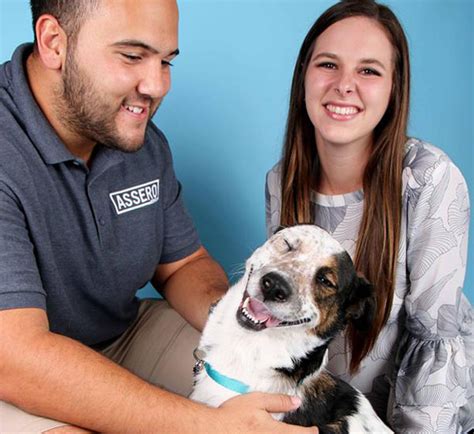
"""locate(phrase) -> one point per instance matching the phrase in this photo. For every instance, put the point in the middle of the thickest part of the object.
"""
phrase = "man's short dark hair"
(70, 13)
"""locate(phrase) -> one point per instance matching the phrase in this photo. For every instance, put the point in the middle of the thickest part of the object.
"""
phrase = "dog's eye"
(321, 278)
(290, 247)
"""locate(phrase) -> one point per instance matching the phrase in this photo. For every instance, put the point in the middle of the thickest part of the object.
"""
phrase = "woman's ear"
(51, 42)
(361, 306)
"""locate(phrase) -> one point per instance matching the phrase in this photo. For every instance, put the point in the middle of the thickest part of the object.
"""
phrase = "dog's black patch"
(327, 404)
(305, 366)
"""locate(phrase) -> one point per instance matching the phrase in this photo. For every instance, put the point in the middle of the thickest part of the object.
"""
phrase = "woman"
(397, 204)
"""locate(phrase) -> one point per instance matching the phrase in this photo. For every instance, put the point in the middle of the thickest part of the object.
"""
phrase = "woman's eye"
(370, 71)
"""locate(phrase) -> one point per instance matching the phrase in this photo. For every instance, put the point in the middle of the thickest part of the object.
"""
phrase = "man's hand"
(191, 285)
(250, 413)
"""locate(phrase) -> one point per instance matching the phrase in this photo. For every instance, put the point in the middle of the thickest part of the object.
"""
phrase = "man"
(90, 210)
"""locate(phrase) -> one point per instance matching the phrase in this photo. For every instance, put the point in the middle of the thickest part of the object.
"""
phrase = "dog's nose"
(275, 287)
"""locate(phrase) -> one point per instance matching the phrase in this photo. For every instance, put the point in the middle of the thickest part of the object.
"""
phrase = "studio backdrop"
(225, 115)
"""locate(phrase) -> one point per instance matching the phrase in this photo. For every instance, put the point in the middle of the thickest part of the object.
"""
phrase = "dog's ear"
(361, 305)
(278, 229)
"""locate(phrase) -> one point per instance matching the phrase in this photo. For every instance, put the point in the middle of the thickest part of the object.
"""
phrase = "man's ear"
(361, 305)
(51, 41)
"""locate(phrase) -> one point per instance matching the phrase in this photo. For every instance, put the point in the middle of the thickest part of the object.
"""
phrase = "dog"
(271, 330)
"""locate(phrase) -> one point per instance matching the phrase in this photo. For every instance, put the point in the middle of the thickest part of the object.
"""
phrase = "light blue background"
(226, 113)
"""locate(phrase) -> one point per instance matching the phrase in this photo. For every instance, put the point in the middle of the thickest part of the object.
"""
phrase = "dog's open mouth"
(254, 315)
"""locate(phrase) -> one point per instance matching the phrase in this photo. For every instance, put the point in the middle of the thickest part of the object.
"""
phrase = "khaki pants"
(157, 347)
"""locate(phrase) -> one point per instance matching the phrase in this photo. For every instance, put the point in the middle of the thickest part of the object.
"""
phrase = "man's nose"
(155, 81)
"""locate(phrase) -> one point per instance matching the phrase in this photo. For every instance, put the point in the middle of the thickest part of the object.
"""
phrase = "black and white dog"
(270, 332)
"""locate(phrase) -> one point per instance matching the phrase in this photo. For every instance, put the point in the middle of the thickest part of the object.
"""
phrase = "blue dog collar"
(227, 382)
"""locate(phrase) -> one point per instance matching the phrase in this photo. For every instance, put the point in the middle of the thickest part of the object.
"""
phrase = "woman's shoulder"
(424, 163)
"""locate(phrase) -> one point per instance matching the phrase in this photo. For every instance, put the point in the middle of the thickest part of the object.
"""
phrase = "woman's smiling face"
(348, 82)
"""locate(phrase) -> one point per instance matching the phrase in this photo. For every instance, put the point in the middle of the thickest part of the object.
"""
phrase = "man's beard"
(84, 110)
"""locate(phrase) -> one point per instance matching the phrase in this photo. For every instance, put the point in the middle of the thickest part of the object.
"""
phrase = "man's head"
(70, 14)
(112, 63)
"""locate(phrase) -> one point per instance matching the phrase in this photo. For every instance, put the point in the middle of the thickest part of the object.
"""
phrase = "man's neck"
(44, 84)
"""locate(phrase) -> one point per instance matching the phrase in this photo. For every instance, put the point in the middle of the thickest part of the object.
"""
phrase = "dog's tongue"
(260, 312)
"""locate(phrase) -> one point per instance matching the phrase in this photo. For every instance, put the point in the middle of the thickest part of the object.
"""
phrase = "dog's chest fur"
(328, 402)
(286, 359)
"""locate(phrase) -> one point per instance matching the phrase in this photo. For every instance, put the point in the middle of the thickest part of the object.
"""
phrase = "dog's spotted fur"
(272, 329)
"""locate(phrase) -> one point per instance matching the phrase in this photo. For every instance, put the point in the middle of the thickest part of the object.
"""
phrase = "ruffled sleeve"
(272, 200)
(432, 388)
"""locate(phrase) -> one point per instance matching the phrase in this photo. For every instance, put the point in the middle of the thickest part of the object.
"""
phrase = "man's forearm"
(193, 288)
(59, 378)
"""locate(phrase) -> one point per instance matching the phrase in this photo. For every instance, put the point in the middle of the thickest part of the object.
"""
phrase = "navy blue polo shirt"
(78, 241)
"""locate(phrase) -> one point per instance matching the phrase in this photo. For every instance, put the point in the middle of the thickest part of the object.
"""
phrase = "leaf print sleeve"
(433, 385)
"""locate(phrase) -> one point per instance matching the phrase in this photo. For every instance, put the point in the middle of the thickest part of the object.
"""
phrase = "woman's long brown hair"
(379, 233)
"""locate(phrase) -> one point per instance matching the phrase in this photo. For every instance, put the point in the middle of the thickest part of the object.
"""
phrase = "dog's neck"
(305, 366)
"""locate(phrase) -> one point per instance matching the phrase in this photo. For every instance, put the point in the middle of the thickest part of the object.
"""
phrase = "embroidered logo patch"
(136, 197)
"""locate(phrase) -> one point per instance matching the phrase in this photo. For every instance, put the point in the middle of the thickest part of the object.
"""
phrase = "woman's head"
(369, 18)
(379, 230)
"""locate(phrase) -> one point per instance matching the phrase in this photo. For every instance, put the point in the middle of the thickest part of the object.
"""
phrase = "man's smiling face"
(117, 71)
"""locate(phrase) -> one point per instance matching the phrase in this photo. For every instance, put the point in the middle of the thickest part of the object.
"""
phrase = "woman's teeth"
(342, 110)
(134, 109)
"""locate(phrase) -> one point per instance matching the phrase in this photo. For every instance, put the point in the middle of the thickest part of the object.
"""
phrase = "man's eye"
(321, 278)
(131, 57)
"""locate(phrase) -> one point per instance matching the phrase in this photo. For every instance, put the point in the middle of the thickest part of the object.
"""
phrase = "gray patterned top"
(420, 374)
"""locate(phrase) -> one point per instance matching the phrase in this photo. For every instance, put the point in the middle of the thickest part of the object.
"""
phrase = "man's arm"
(191, 285)
(57, 377)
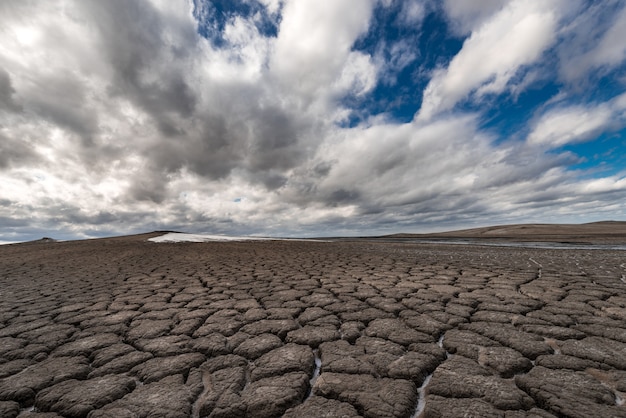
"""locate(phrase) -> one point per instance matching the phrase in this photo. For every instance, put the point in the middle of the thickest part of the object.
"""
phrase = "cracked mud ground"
(124, 327)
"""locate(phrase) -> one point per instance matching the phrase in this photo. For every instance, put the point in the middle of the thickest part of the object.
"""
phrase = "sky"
(309, 117)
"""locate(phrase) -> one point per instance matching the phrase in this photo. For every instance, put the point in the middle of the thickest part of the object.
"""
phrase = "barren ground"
(124, 327)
——
__Directions for this task__
Please reproduce the entries above exactly, omitting every picture.

__Reply__
"""locate(phrase) -> one point per instance matching the phrase in this photo. For every instance, put the point in the middle of the thickest part of the object.
"""
phrase = "man's short dark hair"
(70, 13)
"""locate(phrase) -> one point per instance matching the phrase in this photo. For every instance, put the point in the middle of the thickest part of the object.
"""
phrase = "dog's eye"
(321, 278)
(290, 247)
"""locate(phrase) -> one point per instance matching the phrase in this photo. For every instance, put the point in the middle of the thickest part of the object.
"""
phrase = "woman's ear"
(51, 42)
(361, 306)
"""locate(phrase) -> one point per instance matching the phrase in this photo. For every instance, put the point in the middle of the thickest part of the object.
"""
phrase = "dog's black patch"
(327, 404)
(305, 366)
"""locate(phrase) -> one point per instance matching the phrase in this photo. For every instance, put the point in the middle of the thickest part of the object.
"""
phrase = "woman"
(397, 204)
"""locate(phrase) -> one point per instance matching the phrase in this photo. For every instance, put the point in the middle of the thickest part of the object.
"""
phrase = "woman's eye"
(370, 71)
"""locate(phrase) -> one point per instance matching the phrase in this photo. For every instance, put the point in the middle of the thickest part of the object.
"""
phrase = "man's hand"
(191, 285)
(250, 413)
"""locate(phrase) -> one point per instance matching the phrase in this photo. For every instance, put the point in the middle of the thickest part of the object.
"""
phrase = "man"
(90, 210)
"""locate(phrase) -> one point per instance matching the phrase in this photo. For every instance, put the point in the middle of the thickest part of the object.
"""
phrase = "dog's nose"
(275, 287)
"""locate(phrase) -> one point per instance matching the phrase in this photo. For every instance, put the point in the middle of the thickest part of the object.
"""
phrase = "studio backdrop"
(225, 115)
"""locate(phrase) -> one point per instance matching the phrase in this photo. For every instance, put the point in the middle of the thickest part of the object.
"""
phrase = "dog's ear"
(361, 305)
(278, 229)
"""locate(phrase) -> one point per instance matching the phrase in this photo. For every instance, put the point in the middle of the thickest part of the object.
"""
phrase = "man's ear"
(361, 305)
(51, 41)
"""locate(phrase) -> one point per instance matching the phrase in this photo. For every instance, put the point in the middle of the thickest part of the object.
"""
phrase = "dog"
(271, 330)
"""locate(phrase) -> one point per instance matching the phrase in this photo. For every instance, put the point in the middle of the thickest part of the object.
"""
phrase = "light blue background"
(226, 113)
"""locate(phrase) -> one point per instance matching the phrase in this photo. For every instance, put the point in the middle of the thickest part of the object.
"""
phrase = "dog's open mouth"
(254, 315)
"""locate(phrase) -> one point per instance matching the phrase in this photo. For every instance, put the point in the middle of the thickest part of the object.
"""
phrase = "khaki pants"
(157, 347)
"""locate(phrase) -> one point per instance matching the phrase in this photo. For every instance, put the point in the middle of the thickest part of the object.
"""
phrase = "man's nose"
(155, 81)
"""locate(phrase) -> one point per instance matching the phrase in this photo. For every instance, put the point in the middle of the thickest part of the object.
"""
phrase = "black and white dog"
(270, 332)
"""locate(phrase) -> one point per instance matching the phrase in this photo. For every instance, put the point in the middle of the thickest part of the object.
"""
phrase = "blue dog collar"
(227, 382)
"""locate(phrase) -> one point per instance matching the phrase in this photo. For every instance, put the point in the middle of the thickest part of the object.
"""
phrase = "woman's shoulder"
(424, 163)
"""locate(phrase) -> one point per instance matching the phrase in this photo. For every instance, put the point in the middle of the thickest part of the object.
"""
phrase = "woman's smiling face"
(348, 82)
"""locate(phrase) -> one point per instance matching the phrase in this photo. For every instance, put the point in the middle of the thickest part of the object.
"""
phrase = "man's beard"
(84, 110)
"""locate(phrase) -> one point per instance matching the phrase in this photo. For every instance, put the point in the middle of the thickest part of the object.
"""
phrase = "man's head"
(70, 14)
(112, 63)
"""locate(phrase) -> one point per instance matching the phrase in this photo. For every instance, put the point in the middle of the thickest part of the object.
"""
phrase = "man's neck"
(44, 84)
"""locate(phrase) -> one point per instance matching the phrase in this photo. For every instance, put the point in the middle of the thickest part of the object.
"""
phrase = "dog's tongue"
(260, 312)
"""locate(phrase) -> one point per instance matching the phrase in this photo. For every instance, put the point in the middle of the thickest part of the object.
"""
phrase = "dog's chest fur"
(328, 402)
(286, 359)
"""locate(phrase) -> one point per instance matching the phrase in this photo. For every instance, put the point in the middle of the thickest part of the object.
"""
phrase = "dog's spotted fur"
(272, 329)
"""locate(phrase) -> one point per instance matching the phrase in this photo. For every instance, put the point in the middle of the thickest part of the object.
"""
phrase = "ruffled sleeve"
(272, 200)
(432, 388)
"""locate(phrase) -> one point per instance matching the phrase in this photo. For every instance, put the point in the middle of the thickest part of the object.
"""
phrase = "man's forearm"
(193, 288)
(59, 378)
"""locate(phrase) -> one point per instance matching the phrase in this photo. For every instance, put the point in the middle of the thickest part of the object.
"""
phrase = "navy blue polo shirt"
(78, 241)
"""locate(phrase) -> one point per instance matching the phrase in this photo. For every instance, put the point in the middle of the thickest part of the object.
"""
phrase = "leaf print sleeve"
(433, 385)
"""locate(phrase) -> one point per instance matching the phrase in this photo. For every instance, put the point in the middle of the thickest part of the object.
"""
phrase = "woman's long brown hair"
(379, 233)
"""locate(phrase) -> one point per instance matching the phrase in this photo. For every instance, put the point in the middle of the thickest part of the object.
"""
phrase = "dog's neck"
(305, 366)
"""locate(phrase) -> one point per instance matching the phrase in this photo. For every instance, put the point in the middle of the thickest part of the object.
"""
phrase = "embroidered logo patch"
(136, 197)
"""locate(phrase) -> one point per instance matching the phrase in this photo. For every instance, put the point in the middle of the thickest part of the object.
"""
phrase = "woman's head"
(369, 18)
(379, 230)
"""locate(phrase) -> one point per instance matching the phrase in this photo. For every instance, put the point in the middle of the thickest part of the object.
"""
phrase = "man's smiling face"
(117, 71)
"""locate(phrase) -> one point per instance matching the phrase in this photo. For every instance, put the point in the middle of the thickest part of the object.
"""
phrase = "woman's teeth"
(342, 110)
(134, 109)
"""locate(phrase) -> one point per instance matching the phrase in this photo. For every instance, put the point in the middle of the thickest part of the object.
"""
phrase = "man's eye"
(321, 278)
(131, 57)
"""locate(phrase) -> one point per instance matching the phrase in this photo. For every instance, put the point in the middle of the thickest part of the object.
"""
phrase = "gray patterned top"
(420, 374)
"""locate(phrase) -> one point per instance matching the phrase in this photo. For every instance, put the point in the middle of the thickest part of the object.
"""
phrase = "man's arm"
(191, 285)
(57, 377)
"""locate(phrase) -> one point per instance matching the phrase in this photo. For every instance, put the point in the middle of the thickest part of the object.
"""
phrase = "cracked mud ground"
(124, 327)
"""locate(phrase) -> one point per instance matching the phrase in this photo. For every instance, put the point in the middle of the thickest part of the object.
"""
phrase = "sky"
(309, 117)
"""locate(phrase) -> one point per instance matching the phrase in this photo. For every instance, put the point in the middle of the thickest part of the object.
"""
phrase = "barren ground"
(124, 327)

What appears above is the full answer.